> About this exercise
An exact transcription of every record is needed, leaving out the pictures.

Stored items from a collection
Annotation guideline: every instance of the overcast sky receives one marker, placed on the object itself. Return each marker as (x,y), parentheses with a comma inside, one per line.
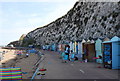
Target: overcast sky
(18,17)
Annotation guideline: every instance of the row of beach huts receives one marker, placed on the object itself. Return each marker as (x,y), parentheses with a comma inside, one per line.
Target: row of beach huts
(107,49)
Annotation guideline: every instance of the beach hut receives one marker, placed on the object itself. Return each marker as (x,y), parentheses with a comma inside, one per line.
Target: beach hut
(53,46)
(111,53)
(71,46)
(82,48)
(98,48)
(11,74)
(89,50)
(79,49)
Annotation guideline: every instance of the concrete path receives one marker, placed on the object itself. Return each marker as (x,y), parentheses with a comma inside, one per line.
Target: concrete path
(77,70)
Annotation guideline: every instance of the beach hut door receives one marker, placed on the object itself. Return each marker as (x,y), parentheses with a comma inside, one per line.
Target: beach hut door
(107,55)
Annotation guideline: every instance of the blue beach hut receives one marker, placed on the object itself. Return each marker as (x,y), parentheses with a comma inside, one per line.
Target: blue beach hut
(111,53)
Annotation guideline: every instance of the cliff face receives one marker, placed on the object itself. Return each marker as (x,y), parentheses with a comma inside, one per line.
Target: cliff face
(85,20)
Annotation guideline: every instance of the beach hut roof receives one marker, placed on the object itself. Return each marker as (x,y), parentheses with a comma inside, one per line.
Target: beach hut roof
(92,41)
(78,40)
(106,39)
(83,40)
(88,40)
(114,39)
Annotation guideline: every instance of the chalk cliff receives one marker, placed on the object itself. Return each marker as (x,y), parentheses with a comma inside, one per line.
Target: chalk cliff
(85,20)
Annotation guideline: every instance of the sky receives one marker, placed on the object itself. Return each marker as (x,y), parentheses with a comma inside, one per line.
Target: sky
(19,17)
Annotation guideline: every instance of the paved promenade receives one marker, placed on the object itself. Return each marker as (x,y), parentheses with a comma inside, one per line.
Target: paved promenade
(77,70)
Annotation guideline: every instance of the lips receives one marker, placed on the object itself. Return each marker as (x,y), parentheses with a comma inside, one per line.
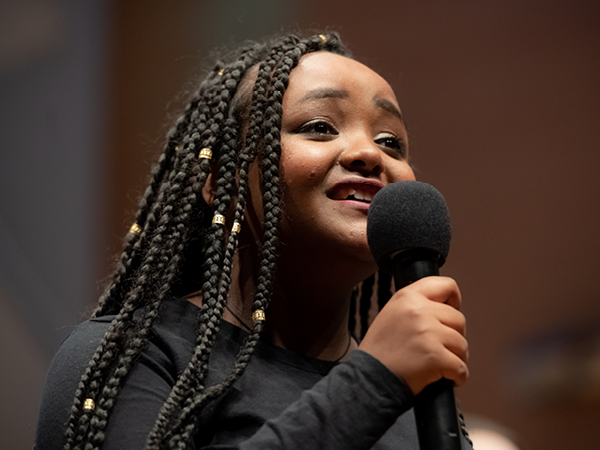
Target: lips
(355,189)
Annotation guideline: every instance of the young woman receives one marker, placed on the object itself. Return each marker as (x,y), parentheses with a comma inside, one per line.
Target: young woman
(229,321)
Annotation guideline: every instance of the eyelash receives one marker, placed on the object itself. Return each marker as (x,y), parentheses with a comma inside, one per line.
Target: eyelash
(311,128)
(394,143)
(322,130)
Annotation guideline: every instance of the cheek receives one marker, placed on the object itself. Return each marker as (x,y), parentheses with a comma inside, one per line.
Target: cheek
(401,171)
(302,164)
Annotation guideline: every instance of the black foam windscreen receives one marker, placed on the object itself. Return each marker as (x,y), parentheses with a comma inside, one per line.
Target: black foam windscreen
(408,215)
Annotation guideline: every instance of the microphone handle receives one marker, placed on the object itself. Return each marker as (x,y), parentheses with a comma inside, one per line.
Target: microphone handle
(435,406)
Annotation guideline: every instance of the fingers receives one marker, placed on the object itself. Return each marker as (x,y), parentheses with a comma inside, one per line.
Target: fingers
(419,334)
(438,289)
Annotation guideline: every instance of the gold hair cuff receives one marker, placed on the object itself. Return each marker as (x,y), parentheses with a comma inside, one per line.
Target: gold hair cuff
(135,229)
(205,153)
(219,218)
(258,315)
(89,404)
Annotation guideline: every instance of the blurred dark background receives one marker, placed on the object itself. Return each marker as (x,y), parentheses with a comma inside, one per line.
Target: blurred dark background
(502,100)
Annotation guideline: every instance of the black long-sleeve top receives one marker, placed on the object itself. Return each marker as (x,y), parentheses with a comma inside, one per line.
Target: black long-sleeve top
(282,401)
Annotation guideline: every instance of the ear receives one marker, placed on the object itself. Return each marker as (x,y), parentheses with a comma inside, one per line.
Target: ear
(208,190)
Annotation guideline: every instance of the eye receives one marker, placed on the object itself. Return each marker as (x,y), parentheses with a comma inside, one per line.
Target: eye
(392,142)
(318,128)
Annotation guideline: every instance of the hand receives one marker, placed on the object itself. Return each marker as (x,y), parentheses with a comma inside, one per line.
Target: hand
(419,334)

> Exercise solution
Annotation guideline: every instance of the overcast sky receives one marker, placed on the object itself. Return each marker as (x,y), parentheses with a comma inside, one per line.
Target: overcast sky
(18,17)
Annotation guideline: every instance of the row of beach huts receives one marker, placed on the object itself. Return each marker as (x,y), parentheses with a comma inside, one per line.
Target: row of beach huts
(107,49)
Annotation guideline: every instance of the beach hut receives one marker, placed on the object itself. Return each marker as (x,y), parentheses with a comma inside, one per line.
Target: beach hut
(53,46)
(111,53)
(71,46)
(82,48)
(98,48)
(11,74)
(89,50)
(79,49)
Annotation guideline: every instance of the concrete path receives one marker, placed on the object itself. Return each marker as (x,y), parentheses with a comma inside, one per line.
Target: concrete path
(77,70)
Annotation guideline: every instance of the beach hut door receives one marker, placed on the object itself. Return each marker as (x,y), parentheses with a comma inside, one per line.
Target: beach hut door
(107,55)
Annotation guideline: every instance of the blue beach hut receives one marker, placed on the object itself. Return each marker as (x,y), parentheses with a comma inside, one per line.
Target: blue beach hut
(111,53)
Annotation guideline: every instance of the cliff face receives one marker, placed on the object itself. Return each marker as (x,y), parentheses with a comma inside, one per line.
Target: cliff face
(85,20)
Annotation guideline: every instance of the beach hut roof receives one marker, placed on the object itself. Return each marker as (x,y), parentheses with a comma inside, one per line.
Target: beach hut roof
(92,41)
(78,40)
(106,39)
(83,40)
(88,40)
(114,39)
Annotation guideline: every instance of the chalk cliff receives one marker, placed on the object itself. Return each marker as (x,y), parentheses with a comma inside, one per line.
Target: chalk cliff
(85,20)
Annotation guideline: every instance of the sky receives one marker, placed on the object itself. Return each marker as (x,y), parentheses with a comma inside, one per line.
Target: sky
(19,17)
Annotation guideline: every instance of the paved promenade receives one marker, placed on the object itself. Return each marker as (x,y), parentheses with a comma inside, one per line.
Target: paved promenade
(77,70)
Annotation guideline: every instance of the lips receives one marker, placed on the object itself. Return each marker as (x,y), parentheses with a comma inside, one per line.
Target: lips
(355,189)
Annotation guideline: every instance of the young woman receives one marker, placed on the object itself. Return each marker as (x,y), parentheses with a comma inside, one per line.
Target: young woman
(229,321)
Annotation guideline: every instance of the eyelash receives one marker, placed on the object itself. Return each marker as (x,y), parentheses with a comma inside, one per line.
Target: eyelash
(311,128)
(394,143)
(322,130)
Annotation guideline: every instance of the cheek receives one marker, placed on the object itself. Return each marker as (x,y), parentheses with a comma inside, one per line.
Target: cheek
(401,171)
(302,164)
Annotation guideline: every instance of the black foam windscreen receives one marker, placed on the object itself. Return each marker as (x,y), parentheses with a comma inside, one per line.
Target: black foam windscreen
(408,215)
Annotation guideline: every instance of the microphone handle receives one marker, placed on the object itself. Return each marker as (x,y), parentheses with a comma inside, one per line.
Target: microphone handle
(435,406)
Annotation guideline: every instance of the fingers receives one marker, placed on the object itself. Return each marker as (x,y), parentheses with a comma inside, one per line.
Target: fingers
(419,334)
(438,289)
Annotation guideline: every instance of the gold hair cuff receives one marker, placed on the object itself. Return each marker as (x,y), parentheses with a comma inside, one per line.
Target: gold hair cuff
(135,229)
(205,153)
(219,218)
(258,315)
(89,404)
Annotation guideline: every instance of the blurred dark background receives one marker, placed on the object itself. Return each marker as (x,y), parentheses with a comma inside, one per line.
Target: blurred dark background
(502,100)
Annotation guideline: every instance of the black long-sleeve top receives one marker, placed on the object itself. Return each marker as (x,y), parentheses with a comma inside, one per line.
Target: black long-sleeve top
(282,401)
Annotation guideline: every instance of the ear receives one marker, placed on the object itself. Return each marker as (x,y), parentheses with a comma inside, one per line.
Target: ear
(208,190)
Annotation guideline: every instance of the eye receives one marker, placed on the object itself. Return each marker as (x,y), parentheses with a comma inside, one per line.
Target: eye
(392,142)
(318,128)
Annotation guideline: every instance of the hand receives one marker, placed on the object itself. Return each marker as (x,y), parentheses with a comma inside, one per line.
Target: hand
(419,334)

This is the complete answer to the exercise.